WHAT TO PRODUCE: Give every line back verbatim, dropping all images.

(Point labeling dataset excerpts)
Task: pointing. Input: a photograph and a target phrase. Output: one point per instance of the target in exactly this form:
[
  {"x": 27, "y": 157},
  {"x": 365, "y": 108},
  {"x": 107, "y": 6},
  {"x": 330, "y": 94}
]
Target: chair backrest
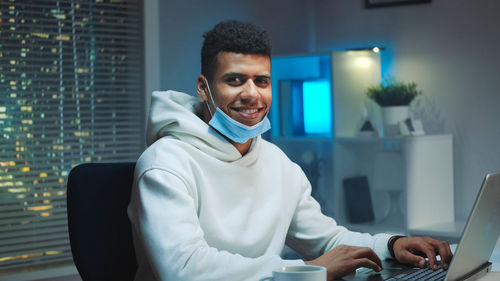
[{"x": 99, "y": 229}]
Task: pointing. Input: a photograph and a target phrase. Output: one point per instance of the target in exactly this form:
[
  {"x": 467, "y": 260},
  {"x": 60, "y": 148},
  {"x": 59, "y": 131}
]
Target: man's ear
[{"x": 201, "y": 88}]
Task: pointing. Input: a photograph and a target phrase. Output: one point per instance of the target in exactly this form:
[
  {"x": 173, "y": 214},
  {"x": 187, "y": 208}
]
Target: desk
[{"x": 494, "y": 275}]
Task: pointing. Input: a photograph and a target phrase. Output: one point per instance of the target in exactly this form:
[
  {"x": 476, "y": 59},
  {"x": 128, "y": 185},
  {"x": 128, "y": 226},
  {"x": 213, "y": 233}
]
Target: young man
[{"x": 212, "y": 200}]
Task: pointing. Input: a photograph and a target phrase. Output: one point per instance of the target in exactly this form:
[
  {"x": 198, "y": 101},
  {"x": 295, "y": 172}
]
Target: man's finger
[
  {"x": 431, "y": 255},
  {"x": 443, "y": 248},
  {"x": 366, "y": 262},
  {"x": 413, "y": 259},
  {"x": 369, "y": 254}
]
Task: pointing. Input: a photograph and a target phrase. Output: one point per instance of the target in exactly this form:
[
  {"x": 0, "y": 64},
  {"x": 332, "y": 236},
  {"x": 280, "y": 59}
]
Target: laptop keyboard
[{"x": 420, "y": 274}]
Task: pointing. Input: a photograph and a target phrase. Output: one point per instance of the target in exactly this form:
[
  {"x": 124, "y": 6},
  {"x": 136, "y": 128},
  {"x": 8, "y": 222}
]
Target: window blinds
[{"x": 71, "y": 91}]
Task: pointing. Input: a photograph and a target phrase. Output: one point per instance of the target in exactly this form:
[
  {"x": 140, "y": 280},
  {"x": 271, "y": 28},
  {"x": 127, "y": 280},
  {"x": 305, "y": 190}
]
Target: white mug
[{"x": 298, "y": 273}]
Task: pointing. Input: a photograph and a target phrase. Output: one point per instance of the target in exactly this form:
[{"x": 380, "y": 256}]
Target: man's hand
[
  {"x": 413, "y": 250},
  {"x": 343, "y": 260}
]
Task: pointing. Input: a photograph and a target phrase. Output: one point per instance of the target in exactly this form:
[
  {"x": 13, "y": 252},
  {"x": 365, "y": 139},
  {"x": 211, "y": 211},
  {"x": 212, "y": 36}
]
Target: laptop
[{"x": 476, "y": 245}]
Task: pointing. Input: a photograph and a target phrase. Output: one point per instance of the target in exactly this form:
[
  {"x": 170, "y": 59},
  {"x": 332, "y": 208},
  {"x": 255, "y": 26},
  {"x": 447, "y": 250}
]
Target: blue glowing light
[{"x": 317, "y": 107}]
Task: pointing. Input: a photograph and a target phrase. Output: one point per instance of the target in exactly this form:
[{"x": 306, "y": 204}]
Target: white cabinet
[{"x": 417, "y": 172}]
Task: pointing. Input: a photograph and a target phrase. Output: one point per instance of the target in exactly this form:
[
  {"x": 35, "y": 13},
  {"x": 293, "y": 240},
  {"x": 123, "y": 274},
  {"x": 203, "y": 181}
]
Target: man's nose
[{"x": 249, "y": 90}]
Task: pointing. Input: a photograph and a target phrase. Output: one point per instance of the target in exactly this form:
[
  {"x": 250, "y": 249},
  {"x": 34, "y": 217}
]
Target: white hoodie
[{"x": 201, "y": 211}]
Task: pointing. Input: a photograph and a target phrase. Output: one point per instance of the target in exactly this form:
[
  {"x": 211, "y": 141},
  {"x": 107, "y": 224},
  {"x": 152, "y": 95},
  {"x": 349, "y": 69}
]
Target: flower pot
[{"x": 391, "y": 116}]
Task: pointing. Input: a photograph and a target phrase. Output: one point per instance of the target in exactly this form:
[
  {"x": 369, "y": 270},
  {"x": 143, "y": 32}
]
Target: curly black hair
[{"x": 232, "y": 36}]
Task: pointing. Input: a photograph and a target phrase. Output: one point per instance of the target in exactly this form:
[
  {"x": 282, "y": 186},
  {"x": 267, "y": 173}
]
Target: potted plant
[{"x": 394, "y": 98}]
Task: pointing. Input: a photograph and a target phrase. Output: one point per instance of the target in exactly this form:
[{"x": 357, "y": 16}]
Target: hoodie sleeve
[
  {"x": 168, "y": 236},
  {"x": 311, "y": 233}
]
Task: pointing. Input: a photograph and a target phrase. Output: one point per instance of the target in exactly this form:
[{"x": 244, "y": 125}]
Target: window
[{"x": 71, "y": 91}]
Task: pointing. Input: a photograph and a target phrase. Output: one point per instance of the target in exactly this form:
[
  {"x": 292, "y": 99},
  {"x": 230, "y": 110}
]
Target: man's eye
[
  {"x": 234, "y": 80},
  {"x": 262, "y": 81}
]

ANSWER FOR THE TASK:
Task: pointing. Input: a photograph and a target phrase. Output: one point per instance of the target in exactly this form:
[
  {"x": 27, "y": 157},
  {"x": 365, "y": 108},
  {"x": 107, "y": 6},
  {"x": 330, "y": 94}
]
Target: chair backrest
[{"x": 99, "y": 229}]
Task: pointing. Input: a photograph and a target phrase. Output: one point per instance of the target in exactly this form:
[
  {"x": 467, "y": 260},
  {"x": 60, "y": 148},
  {"x": 59, "y": 131}
]
Target: man's ear
[{"x": 201, "y": 88}]
Task: pointing. Input: a photograph and a target phrase. Output: one point per instance of the target in exactly this form:
[
  {"x": 173, "y": 214},
  {"x": 187, "y": 208}
]
Target: desk
[{"x": 494, "y": 275}]
Task: pointing. Input: a photograph and a target phrase. Output: one point per instance of the target in exactly this form:
[
  {"x": 476, "y": 59},
  {"x": 128, "y": 185},
  {"x": 128, "y": 226},
  {"x": 213, "y": 233}
]
Target: young man
[{"x": 212, "y": 200}]
Task: pointing. Input: a photograph and a target phrase. Output: one point per instance of the target in exactly this form:
[
  {"x": 198, "y": 101},
  {"x": 295, "y": 172}
]
Target: man's finger
[
  {"x": 431, "y": 255},
  {"x": 443, "y": 248},
  {"x": 366, "y": 262},
  {"x": 413, "y": 259},
  {"x": 369, "y": 254}
]
Task: pointing. Input: a photograph and a target phrase. Output: one point per instance of the target in exactly this form:
[
  {"x": 0, "y": 64},
  {"x": 332, "y": 236},
  {"x": 280, "y": 59}
]
Target: laptop keyboard
[{"x": 420, "y": 274}]
Task: pointing. Input: a photograph and a target phrase. Output: one point per instance of the target in exactly this form:
[
  {"x": 124, "y": 6},
  {"x": 136, "y": 128},
  {"x": 8, "y": 222}
]
Target: window blinds
[{"x": 71, "y": 91}]
Task: pointing. Input: a photograph and a target phrase. Output: one point per instance of the target in exactly this form:
[
  {"x": 140, "y": 280},
  {"x": 271, "y": 28},
  {"x": 127, "y": 280},
  {"x": 305, "y": 190}
]
Target: white mug
[{"x": 298, "y": 273}]
Task: pointing. Input: a photograph and a target phrase. Output: one point per instance of the target in exactly this form:
[{"x": 380, "y": 256}]
Target: man's hand
[
  {"x": 413, "y": 250},
  {"x": 343, "y": 260}
]
Task: pointing. Input: a photograph and a target phrase. Output: one point per instance of the target in exactly this form:
[
  {"x": 13, "y": 252},
  {"x": 365, "y": 139},
  {"x": 211, "y": 211},
  {"x": 212, "y": 36}
]
Target: laptop
[{"x": 476, "y": 245}]
Task: pointing. Input: a photograph and a target phrase. Output: one point per instance of the target in exactly this form:
[
  {"x": 170, "y": 59},
  {"x": 332, "y": 208},
  {"x": 255, "y": 26},
  {"x": 447, "y": 250}
]
Target: blue glowing light
[{"x": 317, "y": 107}]
Task: pointing. Input: a photograph and a target phrase. Output: one point per instance of the target in exactly this form:
[{"x": 306, "y": 204}]
Target: white cabinet
[{"x": 417, "y": 172}]
Task: pointing. Input: a photograph and a target phrase. Output: one point per instance of the target in exactly this form:
[
  {"x": 35, "y": 13},
  {"x": 293, "y": 240},
  {"x": 123, "y": 274},
  {"x": 203, "y": 181}
]
Target: man's nose
[{"x": 249, "y": 90}]
Task: pointing. Input: a photograph and a target phrase. Output: one point per instance of the target in exactly this form:
[
  {"x": 250, "y": 249},
  {"x": 34, "y": 217}
]
Target: white hoodie
[{"x": 201, "y": 211}]
Task: pointing. Input: a photograph and a target phrase. Output: one point per instance of the target in exactly this form:
[
  {"x": 211, "y": 141},
  {"x": 107, "y": 224},
  {"x": 152, "y": 95},
  {"x": 349, "y": 69}
]
Target: flower pot
[{"x": 391, "y": 116}]
Task: pointing. Input: a photograph and a target phrase. Output: one point per instance of the target in exactly this form:
[
  {"x": 369, "y": 270},
  {"x": 143, "y": 32}
]
Target: curly black hair
[{"x": 232, "y": 36}]
Task: pointing. Input: a photograph and a target phrase. Output: one point per instance of the target in exactly this form:
[
  {"x": 282, "y": 186},
  {"x": 267, "y": 173}
]
Target: potted plant
[{"x": 394, "y": 98}]
Task: pointing. Input: a photograph and a target phrase. Output: one point per instance of the target in exactly this form:
[{"x": 357, "y": 16}]
Target: hoodie sleeve
[
  {"x": 168, "y": 236},
  {"x": 311, "y": 233}
]
Task: pointing. Input: a photograph and a target phrase. Output: one point per instance of the target in exactly this form:
[{"x": 244, "y": 125}]
Target: window
[{"x": 71, "y": 91}]
Task: pointing. Input: a photograph and a target phrase. Output: one point per instance of the target in exactly this form:
[
  {"x": 292, "y": 99},
  {"x": 230, "y": 110}
]
Target: man's eye
[
  {"x": 234, "y": 80},
  {"x": 262, "y": 81}
]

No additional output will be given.